**Document segment**
----------
<h1>Sampling a rating dataset from 500 users of the ml-25m dataset</h1>


<B>CAVEAT:<B> The sampling requires a copy of the ratings.csv file from an official source (see also [X] in the code below). See for instance https://grouplens.org/datasets/movielens/25m/ (last access: January 14, 2025).

We group the ml-25m benchmark dataset by userId and then order by the number of rating entries per user. By default, every user has at least 20 entries. We then create 500 equisized chunks of the histogram and sample one user per slice.

Permission to use a sample of the ml-25m dataset has been granted on 11 November, 2022 (see /dec-cf-sim/data/ml-25m/2022-11-11_Permission to use a sample from the ml-25m dataset.pdf).

In [1]:
import pandas as pd
import numpy as np

def sample_n_users(df, n, random_state=1234):
    # sort userIds by number of rating entries (descending)
----------
**Data rows**
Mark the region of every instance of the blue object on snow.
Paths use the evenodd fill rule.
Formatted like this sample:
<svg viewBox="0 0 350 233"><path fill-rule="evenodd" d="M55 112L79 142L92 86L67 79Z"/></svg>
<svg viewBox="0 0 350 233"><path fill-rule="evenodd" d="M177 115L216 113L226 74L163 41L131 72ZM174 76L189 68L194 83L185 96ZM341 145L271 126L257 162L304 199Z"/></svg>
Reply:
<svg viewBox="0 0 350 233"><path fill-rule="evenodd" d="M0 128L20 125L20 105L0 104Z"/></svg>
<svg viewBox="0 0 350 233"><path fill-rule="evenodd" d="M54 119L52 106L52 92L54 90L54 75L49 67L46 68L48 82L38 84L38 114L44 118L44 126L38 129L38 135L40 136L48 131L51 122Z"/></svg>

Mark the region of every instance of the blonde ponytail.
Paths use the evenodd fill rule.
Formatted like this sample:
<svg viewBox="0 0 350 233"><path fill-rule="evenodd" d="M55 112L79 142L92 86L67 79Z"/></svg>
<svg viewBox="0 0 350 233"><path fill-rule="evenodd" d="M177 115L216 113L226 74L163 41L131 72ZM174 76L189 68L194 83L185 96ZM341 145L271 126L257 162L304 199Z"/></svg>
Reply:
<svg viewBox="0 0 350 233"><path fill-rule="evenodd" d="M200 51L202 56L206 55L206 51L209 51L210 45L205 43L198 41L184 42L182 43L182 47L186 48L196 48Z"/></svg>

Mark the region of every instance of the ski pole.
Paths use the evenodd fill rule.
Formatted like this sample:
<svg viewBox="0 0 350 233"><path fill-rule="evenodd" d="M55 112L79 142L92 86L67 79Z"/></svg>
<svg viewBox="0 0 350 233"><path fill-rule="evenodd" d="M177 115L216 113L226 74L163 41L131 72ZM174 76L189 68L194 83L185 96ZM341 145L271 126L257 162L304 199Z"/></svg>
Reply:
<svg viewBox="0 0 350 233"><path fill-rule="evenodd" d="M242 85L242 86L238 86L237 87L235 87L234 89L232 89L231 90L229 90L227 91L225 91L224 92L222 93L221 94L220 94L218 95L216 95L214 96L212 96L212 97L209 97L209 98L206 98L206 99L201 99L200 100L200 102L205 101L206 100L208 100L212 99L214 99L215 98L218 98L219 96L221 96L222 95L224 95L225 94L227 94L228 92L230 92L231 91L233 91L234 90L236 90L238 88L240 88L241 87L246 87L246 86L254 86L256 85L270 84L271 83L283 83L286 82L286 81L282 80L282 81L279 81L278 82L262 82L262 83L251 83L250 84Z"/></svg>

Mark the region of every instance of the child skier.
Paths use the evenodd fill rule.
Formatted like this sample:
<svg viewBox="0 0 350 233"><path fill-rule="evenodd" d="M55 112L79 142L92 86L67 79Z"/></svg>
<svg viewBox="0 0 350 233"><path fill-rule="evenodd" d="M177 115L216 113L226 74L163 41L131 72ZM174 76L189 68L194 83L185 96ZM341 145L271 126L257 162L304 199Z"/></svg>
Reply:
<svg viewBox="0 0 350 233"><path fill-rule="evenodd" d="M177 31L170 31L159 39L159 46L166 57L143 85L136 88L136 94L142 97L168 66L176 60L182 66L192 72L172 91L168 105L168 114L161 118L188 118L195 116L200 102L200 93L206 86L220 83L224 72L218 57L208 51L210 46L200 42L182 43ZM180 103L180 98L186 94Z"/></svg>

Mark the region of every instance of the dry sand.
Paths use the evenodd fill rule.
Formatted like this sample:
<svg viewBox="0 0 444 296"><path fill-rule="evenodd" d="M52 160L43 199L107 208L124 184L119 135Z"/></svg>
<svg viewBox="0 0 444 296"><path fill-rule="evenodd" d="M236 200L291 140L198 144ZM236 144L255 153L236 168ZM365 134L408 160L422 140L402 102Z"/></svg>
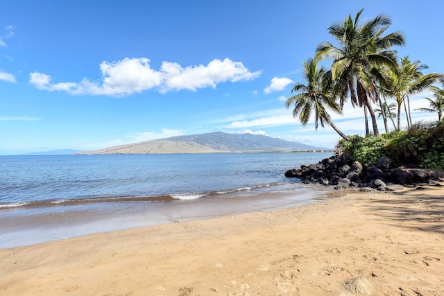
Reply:
<svg viewBox="0 0 444 296"><path fill-rule="evenodd" d="M0 250L2 295L444 295L444 189Z"/></svg>

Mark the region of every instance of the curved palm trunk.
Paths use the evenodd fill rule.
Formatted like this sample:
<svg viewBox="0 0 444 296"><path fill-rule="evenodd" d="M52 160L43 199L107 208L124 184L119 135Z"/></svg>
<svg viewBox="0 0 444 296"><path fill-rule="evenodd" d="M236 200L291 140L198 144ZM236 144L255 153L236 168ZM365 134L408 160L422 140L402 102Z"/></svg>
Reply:
<svg viewBox="0 0 444 296"><path fill-rule="evenodd" d="M342 132L330 120L330 119L325 118L325 121L328 123L332 128L336 132L337 132L343 139L345 141L350 141L348 137L347 137L343 132Z"/></svg>
<svg viewBox="0 0 444 296"><path fill-rule="evenodd" d="M375 111L373 111L372 104L368 100L366 101L366 103L367 104L367 109L368 110L368 113L370 113L370 116L372 119L373 134L375 134L375 137L379 137L379 130L377 128L377 121L376 121L376 116L375 116Z"/></svg>

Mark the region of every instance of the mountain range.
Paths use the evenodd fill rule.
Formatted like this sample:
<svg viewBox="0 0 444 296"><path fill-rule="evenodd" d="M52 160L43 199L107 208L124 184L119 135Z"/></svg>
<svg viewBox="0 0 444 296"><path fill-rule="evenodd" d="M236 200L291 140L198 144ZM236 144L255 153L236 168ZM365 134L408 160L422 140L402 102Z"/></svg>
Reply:
<svg viewBox="0 0 444 296"><path fill-rule="evenodd" d="M177 136L166 139L145 141L94 151L82 151L74 154L217 153L325 150L331 150L331 148L315 147L263 135L227 134L222 132L214 132L207 134Z"/></svg>

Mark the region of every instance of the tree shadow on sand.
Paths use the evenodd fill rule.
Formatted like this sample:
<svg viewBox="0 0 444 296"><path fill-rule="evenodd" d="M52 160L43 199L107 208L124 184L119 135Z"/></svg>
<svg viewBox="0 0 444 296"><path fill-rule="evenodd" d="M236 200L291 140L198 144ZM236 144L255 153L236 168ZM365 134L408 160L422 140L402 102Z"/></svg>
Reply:
<svg viewBox="0 0 444 296"><path fill-rule="evenodd" d="M402 193L400 199L389 196L369 200L369 210L391 220L397 227L444 234L444 186L425 186Z"/></svg>

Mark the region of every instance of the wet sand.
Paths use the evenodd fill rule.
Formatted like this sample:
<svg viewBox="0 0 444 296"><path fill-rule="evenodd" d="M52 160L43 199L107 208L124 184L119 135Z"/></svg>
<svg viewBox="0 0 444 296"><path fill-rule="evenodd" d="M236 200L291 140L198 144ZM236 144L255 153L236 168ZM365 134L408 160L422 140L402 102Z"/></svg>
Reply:
<svg viewBox="0 0 444 296"><path fill-rule="evenodd" d="M6 295L444 295L444 189L0 250Z"/></svg>

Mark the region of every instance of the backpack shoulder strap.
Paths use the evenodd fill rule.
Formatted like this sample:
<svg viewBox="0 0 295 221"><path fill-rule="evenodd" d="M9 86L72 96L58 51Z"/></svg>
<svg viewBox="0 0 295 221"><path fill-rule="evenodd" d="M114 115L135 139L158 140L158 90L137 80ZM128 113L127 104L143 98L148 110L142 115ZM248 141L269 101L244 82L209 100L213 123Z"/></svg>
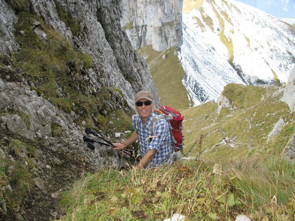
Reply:
<svg viewBox="0 0 295 221"><path fill-rule="evenodd" d="M135 120L135 132L136 133L136 138L137 140L138 140L138 130L139 129L139 126L140 125L140 122L137 121L138 120L138 117L139 115L138 114L136 115L136 118Z"/></svg>
<svg viewBox="0 0 295 221"><path fill-rule="evenodd" d="M157 113L157 114L158 114L158 113ZM152 119L152 121L150 123L150 126L151 130L152 131L152 133L153 135L155 135L155 128L156 124L157 123L157 122L159 121L160 119L163 118L165 118L165 114L159 114L158 115L155 116Z"/></svg>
----------
**Exercises**
A) From the page on sampling ml-25m users, reproduce the stretch from "<B>CAVEAT:<B> The sampling" through "user per slice." without any changes.
B) According to the page on sampling ml-25m users, on what date was permission to use a sample of the dataset granted?

**Responses for each task**
A)
<B>CAVEAT:<B> The sampling requires a copy of the ratings.csv file from an official source (see also [X] in the code below). See for instance https://grouplens.org/datasets/movielens/25m/ (last access: January 14, 2025).

We group the ml-25m benchmark dataset by userId and then order by the number of rating entries per user. By default, every user has at least 20 entries. We then create 500 equisized chunks of the histogram and sample one user per slice.

B) 11 November, 2022.